> **Exercise goal**:
Extract the final stretch of the data: the line that contains "Each instance of the black snow" and every line after it, unaltered, and no other lines.
Start of Data for the task
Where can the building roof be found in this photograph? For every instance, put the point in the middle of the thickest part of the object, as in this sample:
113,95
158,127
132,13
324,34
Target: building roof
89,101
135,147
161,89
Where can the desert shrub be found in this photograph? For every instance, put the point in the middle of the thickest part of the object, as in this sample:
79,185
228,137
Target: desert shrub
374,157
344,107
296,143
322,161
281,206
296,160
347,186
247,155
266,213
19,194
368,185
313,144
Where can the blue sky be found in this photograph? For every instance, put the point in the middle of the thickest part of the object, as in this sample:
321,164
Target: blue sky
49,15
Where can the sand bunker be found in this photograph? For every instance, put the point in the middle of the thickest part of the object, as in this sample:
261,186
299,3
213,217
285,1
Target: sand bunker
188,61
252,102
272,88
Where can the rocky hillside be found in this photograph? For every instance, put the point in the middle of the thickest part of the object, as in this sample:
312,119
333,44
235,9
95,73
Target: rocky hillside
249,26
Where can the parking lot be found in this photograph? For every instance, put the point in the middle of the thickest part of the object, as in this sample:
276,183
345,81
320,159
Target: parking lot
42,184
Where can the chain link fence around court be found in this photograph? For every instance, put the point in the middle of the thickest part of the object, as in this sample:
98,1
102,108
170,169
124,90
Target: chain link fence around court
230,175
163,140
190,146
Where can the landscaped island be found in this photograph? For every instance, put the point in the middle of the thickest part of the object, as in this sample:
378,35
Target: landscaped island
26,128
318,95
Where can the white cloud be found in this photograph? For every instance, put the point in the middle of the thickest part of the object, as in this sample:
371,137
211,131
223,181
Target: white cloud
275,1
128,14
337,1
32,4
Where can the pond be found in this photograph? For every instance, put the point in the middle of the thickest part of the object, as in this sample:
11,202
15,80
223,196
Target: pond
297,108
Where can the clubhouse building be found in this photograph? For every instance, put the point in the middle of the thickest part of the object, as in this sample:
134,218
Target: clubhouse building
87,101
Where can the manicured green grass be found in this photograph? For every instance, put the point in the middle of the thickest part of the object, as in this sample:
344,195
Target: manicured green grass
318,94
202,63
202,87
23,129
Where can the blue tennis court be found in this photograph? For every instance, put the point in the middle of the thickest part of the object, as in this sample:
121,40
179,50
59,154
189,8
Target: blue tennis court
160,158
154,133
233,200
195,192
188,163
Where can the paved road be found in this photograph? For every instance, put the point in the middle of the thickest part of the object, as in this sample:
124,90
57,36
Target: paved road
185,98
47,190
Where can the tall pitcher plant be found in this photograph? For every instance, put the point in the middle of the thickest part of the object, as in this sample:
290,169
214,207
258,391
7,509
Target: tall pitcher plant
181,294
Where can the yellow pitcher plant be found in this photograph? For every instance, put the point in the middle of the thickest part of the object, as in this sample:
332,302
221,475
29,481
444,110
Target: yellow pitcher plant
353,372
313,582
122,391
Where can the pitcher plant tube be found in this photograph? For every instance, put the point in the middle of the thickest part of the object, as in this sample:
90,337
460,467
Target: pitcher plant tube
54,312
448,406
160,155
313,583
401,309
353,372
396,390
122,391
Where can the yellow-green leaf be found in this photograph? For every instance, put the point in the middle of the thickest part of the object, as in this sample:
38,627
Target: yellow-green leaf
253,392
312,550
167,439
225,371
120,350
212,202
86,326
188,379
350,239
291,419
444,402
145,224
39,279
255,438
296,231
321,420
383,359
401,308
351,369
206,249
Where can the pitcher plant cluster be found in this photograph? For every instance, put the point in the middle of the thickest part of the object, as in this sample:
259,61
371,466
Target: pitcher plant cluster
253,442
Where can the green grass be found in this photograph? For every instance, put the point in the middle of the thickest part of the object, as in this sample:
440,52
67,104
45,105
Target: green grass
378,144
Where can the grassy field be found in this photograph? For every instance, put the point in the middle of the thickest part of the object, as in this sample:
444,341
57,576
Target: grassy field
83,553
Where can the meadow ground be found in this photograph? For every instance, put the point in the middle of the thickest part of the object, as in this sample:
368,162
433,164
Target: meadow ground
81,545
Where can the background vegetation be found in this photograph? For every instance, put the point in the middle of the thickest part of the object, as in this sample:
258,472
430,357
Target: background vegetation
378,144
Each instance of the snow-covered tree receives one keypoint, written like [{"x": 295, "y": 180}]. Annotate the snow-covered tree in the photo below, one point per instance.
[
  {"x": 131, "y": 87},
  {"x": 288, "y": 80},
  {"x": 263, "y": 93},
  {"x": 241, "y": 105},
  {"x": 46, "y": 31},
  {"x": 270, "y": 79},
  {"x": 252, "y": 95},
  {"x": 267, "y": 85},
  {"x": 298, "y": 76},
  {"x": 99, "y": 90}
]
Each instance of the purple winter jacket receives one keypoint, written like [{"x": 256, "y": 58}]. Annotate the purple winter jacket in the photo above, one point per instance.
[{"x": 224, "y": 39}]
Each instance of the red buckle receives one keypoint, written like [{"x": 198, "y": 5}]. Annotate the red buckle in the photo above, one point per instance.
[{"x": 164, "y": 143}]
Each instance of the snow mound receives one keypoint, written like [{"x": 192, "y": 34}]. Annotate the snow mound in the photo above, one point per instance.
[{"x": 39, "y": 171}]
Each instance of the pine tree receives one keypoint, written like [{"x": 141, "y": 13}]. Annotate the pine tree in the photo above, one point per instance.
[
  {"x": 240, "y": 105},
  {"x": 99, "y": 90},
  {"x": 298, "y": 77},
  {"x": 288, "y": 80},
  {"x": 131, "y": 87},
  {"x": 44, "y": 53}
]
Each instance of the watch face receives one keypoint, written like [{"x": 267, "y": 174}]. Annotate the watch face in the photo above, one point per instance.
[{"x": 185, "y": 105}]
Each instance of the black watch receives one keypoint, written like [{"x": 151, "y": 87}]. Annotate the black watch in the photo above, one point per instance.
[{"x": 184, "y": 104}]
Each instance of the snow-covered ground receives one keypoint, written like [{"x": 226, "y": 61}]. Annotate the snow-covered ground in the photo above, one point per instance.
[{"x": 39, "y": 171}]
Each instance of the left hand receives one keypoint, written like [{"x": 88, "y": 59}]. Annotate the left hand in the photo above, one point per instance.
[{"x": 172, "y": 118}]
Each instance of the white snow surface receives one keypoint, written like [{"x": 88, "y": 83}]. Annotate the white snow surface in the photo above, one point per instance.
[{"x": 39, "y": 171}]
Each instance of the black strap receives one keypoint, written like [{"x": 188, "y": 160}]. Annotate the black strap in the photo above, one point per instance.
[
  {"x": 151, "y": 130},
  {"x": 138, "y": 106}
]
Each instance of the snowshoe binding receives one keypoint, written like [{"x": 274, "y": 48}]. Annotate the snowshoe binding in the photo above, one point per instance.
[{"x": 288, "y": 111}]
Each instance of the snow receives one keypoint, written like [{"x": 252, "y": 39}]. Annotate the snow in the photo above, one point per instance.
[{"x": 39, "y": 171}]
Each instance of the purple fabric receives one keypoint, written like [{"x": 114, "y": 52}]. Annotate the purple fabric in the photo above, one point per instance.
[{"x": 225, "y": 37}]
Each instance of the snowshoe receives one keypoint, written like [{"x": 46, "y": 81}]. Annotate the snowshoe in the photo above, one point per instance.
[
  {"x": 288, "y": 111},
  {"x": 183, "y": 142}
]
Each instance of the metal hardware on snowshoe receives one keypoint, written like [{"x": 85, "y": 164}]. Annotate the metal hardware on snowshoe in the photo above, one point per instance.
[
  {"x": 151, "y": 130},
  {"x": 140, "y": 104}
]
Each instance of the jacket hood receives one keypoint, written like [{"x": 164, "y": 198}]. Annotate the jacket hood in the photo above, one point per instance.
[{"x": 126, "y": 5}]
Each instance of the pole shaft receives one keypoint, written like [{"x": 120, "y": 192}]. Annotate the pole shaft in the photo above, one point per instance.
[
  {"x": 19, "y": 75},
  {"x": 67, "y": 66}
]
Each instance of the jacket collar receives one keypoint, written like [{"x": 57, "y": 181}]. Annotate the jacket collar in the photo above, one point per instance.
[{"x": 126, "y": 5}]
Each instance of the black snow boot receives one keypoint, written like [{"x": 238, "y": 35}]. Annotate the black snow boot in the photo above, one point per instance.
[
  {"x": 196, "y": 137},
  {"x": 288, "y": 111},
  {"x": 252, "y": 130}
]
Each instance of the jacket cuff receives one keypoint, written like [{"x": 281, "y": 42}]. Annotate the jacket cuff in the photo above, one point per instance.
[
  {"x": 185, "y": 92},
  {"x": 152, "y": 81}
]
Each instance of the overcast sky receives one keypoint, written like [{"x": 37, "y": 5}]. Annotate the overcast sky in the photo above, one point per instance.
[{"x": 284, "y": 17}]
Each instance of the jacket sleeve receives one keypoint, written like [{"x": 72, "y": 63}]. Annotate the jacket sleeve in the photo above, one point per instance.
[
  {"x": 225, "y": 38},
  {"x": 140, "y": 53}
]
End of Data for the task
> **Reply to the exercise**:
Each instance of the black snow boot receives one keypoint, written like [{"x": 238, "y": 35}]. Annotate the black snow boot in the photo above, one point per instance.
[
  {"x": 196, "y": 137},
  {"x": 288, "y": 111},
  {"x": 252, "y": 130}
]
Each instance of the jacket cuff receives one keypoint, written like [{"x": 281, "y": 42}]. Annotate the jacket cuff in the photo above, one point per instance.
[
  {"x": 185, "y": 92},
  {"x": 152, "y": 81}
]
Each instance of the overcast sky receives one keypoint, written like [{"x": 37, "y": 5}]. Annotate the overcast sky in the photo above, one point per instance.
[{"x": 284, "y": 17}]
Each instance of the jacket sleeve receives one keypoint, written like [{"x": 72, "y": 63}]. Annotate the jacket sleeve in the photo above, one point per instance.
[
  {"x": 225, "y": 38},
  {"x": 140, "y": 53}
]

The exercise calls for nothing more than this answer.